*** SELECTED EXCERPT ***

5. Muscle and Joint Aches
Widespread muscle pain and joint stiffness are common during the acute phase. The aching tends to be generalized rather than focused on one joint or muscle group. It feels like the deep, all-over soreness you get with the flu. This happens because the immune system releases inflammatory signals as it fights the virus, and those signals affect muscles and joints throughout the body.
6. Night Sweats
Night sweats during early HIV infection go beyond feeling warm under the covers. People describe waking up with sheets and clothing soaked through, regardless of room temperature. Night sweats can also appear later in the course of untreated HIV as the immune system weakens further. When they persist for weeks and can’t be explained by other causes like menopause or medication side effects, they’re worth paying attention to.
7. Mouth Sores and Thrush
Oral symptoms are among the more distinctive warning signs. Thrush (oral candidiasis) produces white or yellowish patches inside the mouth that can appear on the tongue, inner cheeks, or roof of the mouth. If you wipe the patches away, the tissue underneath is red and may bleed. Some people also experience a burning sensation. Thrush occurs because HIV weakens the immune system’s ability to keep naturally occurring yeast in check.

*** SOURCE DATA ***

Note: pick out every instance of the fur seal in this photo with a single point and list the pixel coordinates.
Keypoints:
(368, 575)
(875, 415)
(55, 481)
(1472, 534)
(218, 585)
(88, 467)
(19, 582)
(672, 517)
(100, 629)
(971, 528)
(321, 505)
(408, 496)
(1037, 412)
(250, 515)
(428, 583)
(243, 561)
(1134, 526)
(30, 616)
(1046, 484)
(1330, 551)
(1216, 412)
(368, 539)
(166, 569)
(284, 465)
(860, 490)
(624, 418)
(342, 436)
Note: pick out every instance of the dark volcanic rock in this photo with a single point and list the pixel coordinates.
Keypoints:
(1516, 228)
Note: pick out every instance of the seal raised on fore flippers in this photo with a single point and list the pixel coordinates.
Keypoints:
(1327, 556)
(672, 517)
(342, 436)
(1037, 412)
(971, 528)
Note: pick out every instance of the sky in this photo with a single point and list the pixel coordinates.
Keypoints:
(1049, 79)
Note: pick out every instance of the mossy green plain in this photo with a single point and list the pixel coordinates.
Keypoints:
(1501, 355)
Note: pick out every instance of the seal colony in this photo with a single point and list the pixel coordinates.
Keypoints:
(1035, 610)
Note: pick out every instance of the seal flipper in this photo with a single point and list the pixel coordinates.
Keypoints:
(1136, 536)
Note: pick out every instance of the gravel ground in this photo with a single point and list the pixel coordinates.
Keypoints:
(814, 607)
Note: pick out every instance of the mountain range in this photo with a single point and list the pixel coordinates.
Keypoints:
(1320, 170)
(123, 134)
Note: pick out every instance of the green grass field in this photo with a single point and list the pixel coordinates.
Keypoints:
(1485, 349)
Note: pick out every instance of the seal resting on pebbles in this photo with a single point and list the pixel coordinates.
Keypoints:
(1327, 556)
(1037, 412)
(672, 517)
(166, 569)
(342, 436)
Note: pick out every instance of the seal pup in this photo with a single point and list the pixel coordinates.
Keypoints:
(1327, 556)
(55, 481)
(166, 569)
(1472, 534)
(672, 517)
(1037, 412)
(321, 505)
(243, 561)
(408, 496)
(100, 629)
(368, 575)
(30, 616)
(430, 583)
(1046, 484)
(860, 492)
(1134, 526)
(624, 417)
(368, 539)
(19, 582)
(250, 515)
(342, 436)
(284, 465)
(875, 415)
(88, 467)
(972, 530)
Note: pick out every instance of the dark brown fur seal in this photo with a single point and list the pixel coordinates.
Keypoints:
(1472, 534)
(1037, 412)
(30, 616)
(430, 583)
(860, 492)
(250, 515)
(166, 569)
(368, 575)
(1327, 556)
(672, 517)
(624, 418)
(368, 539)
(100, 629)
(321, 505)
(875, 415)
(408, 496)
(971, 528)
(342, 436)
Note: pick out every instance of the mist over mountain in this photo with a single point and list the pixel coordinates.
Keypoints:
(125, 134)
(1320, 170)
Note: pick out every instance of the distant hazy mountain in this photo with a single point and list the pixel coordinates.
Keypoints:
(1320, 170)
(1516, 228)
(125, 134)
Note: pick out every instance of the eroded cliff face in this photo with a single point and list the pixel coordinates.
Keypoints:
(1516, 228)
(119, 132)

***

» WHAT YOU WILL DO
a. From the text on early HIV symptoms, retype the part that opens with the words containing "6. Night Sweats" and closes with "paying attention to.".
b. Answer these questions using the text on early HIV symptoms:
(i) What does the text compare the generalized aching to?
(ii) How do people describe waking up with night sweats?
(iii) What is the tissue like under thrush patches that have been wiped away?

» RESPONSE LIST
a.
6. Night Sweats
Night sweats during early HIV infection go beyond feeling warm under the covers. People describe waking up with sheets and clothing soaked through, regardless of room temperature. Night sweats can also appear later in the course of untreated HIV as the immune system weakens further. When they persist for weeks and can’t be explained by other causes like menopause or medication side effects, they’re worth paying attention to.

b.
(i) The deep, all-over soreness you get with the flu.
(ii) With sheets and clothing soaked through, regardless of room temperature.
(iii) Red, and it may bleed.